**WHAT IS BEING ASKED**
Give the data again in full, with every character unchanged.

|---|

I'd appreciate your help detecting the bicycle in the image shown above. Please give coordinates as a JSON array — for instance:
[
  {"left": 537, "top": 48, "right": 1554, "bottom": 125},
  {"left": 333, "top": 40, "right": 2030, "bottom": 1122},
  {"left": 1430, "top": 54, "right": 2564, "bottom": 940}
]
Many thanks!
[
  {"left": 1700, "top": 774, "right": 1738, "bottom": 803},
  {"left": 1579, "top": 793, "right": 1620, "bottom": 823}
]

|---|

**EXERCISE ANSWER**
I'd appreciate your help detecting the bicycle in the image shown above. Please give coordinates as a JSON array — for instance:
[
  {"left": 537, "top": 48, "right": 1554, "bottom": 125},
  {"left": 333, "top": 40, "right": 2030, "bottom": 1122},
  {"left": 1430, "top": 54, "right": 2564, "bottom": 940}
]
Many thanks!
[
  {"left": 1700, "top": 774, "right": 1738, "bottom": 803},
  {"left": 1579, "top": 793, "right": 1620, "bottom": 823}
]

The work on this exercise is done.